▸ **Text extract**:
## start

Execution Time and Extremal Value Theory

Execution Time and Extremal Value Theory#

Consider the problem of measuring the execution time of a small piece of code or a particular machine. There is lower bound – the fastest that code can be executed – but any given measurement is likely to be larger due to other actions performed by the computer (checking email, garbage collection, cache misses etc.). Thus, a reasonable approach to characterizing the performance of that code might be to consider the minimum of a bunch of measurements. Alternatively, one might like to consider the median (50th percentile) or another fixed percentile.

In this note, we will address the question: how many measurements should we make to obtain an accurate representation of the execution time?

Measurement#

Actually measuring execution time is quite complicated due to issues like clock resolution, quantization errors, synchronization, etc. For some details, see [Stewart, 2001]. We shall assume that these are accounted for in the following: in this case, through the timeit module in the Python standard library.

Model#

Our model will be that the measured execution time \(t\) is a random variable with some PDF \(p(t)\). For example:

Show code cell content

Hide code cell content

import inspect
import warnings
import scipy.stats
import scipy as sp


def format_time(t):
    """Return a nicely formatted time: (factor, unit, str)."""

## end

▸ **Dataset rows**:
## start

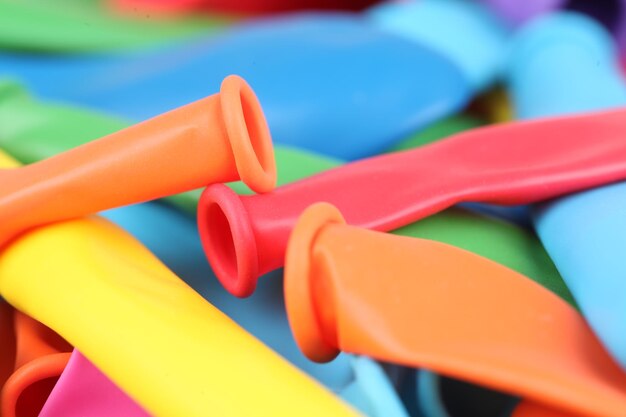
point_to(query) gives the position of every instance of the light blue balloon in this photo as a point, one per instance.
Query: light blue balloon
(565, 64)
(173, 238)
(328, 82)
(467, 33)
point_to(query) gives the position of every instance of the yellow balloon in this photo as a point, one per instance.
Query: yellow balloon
(153, 335)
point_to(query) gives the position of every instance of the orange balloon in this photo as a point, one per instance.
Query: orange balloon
(27, 390)
(7, 342)
(220, 138)
(39, 357)
(427, 304)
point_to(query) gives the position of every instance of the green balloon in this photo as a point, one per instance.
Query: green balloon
(86, 26)
(438, 130)
(31, 130)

## end

▸ **Task list**:
1. Echo everything in the execution-time note from "Execution Time and Extremal Value Theory#" down to "the execution time?".
2. Answer these questions using the execution-time note.
(a) Which module from the Python standard library is assumed to account for measurement complications?
(b) What does the model treat the measured execution time t as?
(c) Besides the minimum, which percentile does the note name as another way to characterize performance?

▸ **Task results**:
1.
Execution Time and Extremal Value Theory#

Consider the problem of measuring the execution time of a small piece of code or a particular machine. There is lower bound – the fastest that code can be executed – but any given measurement is likely to be larger due to other actions performed by the computer (checking email, garbage collection, cache misses etc.). Thus, a reasonable approach to characterizing the performance of that code might be to consider the minimum of a bunch of measurements. Alternatively, one might like to consider the median (50th percentile) or another fixed percentile.

In this note, we will address the question: how many measurements should we make to obtain an accurate representation of the execution time?

2.
(a) The timeit module.
(b) A random variable with some PDF p(t).
(c) The median (50th percentile).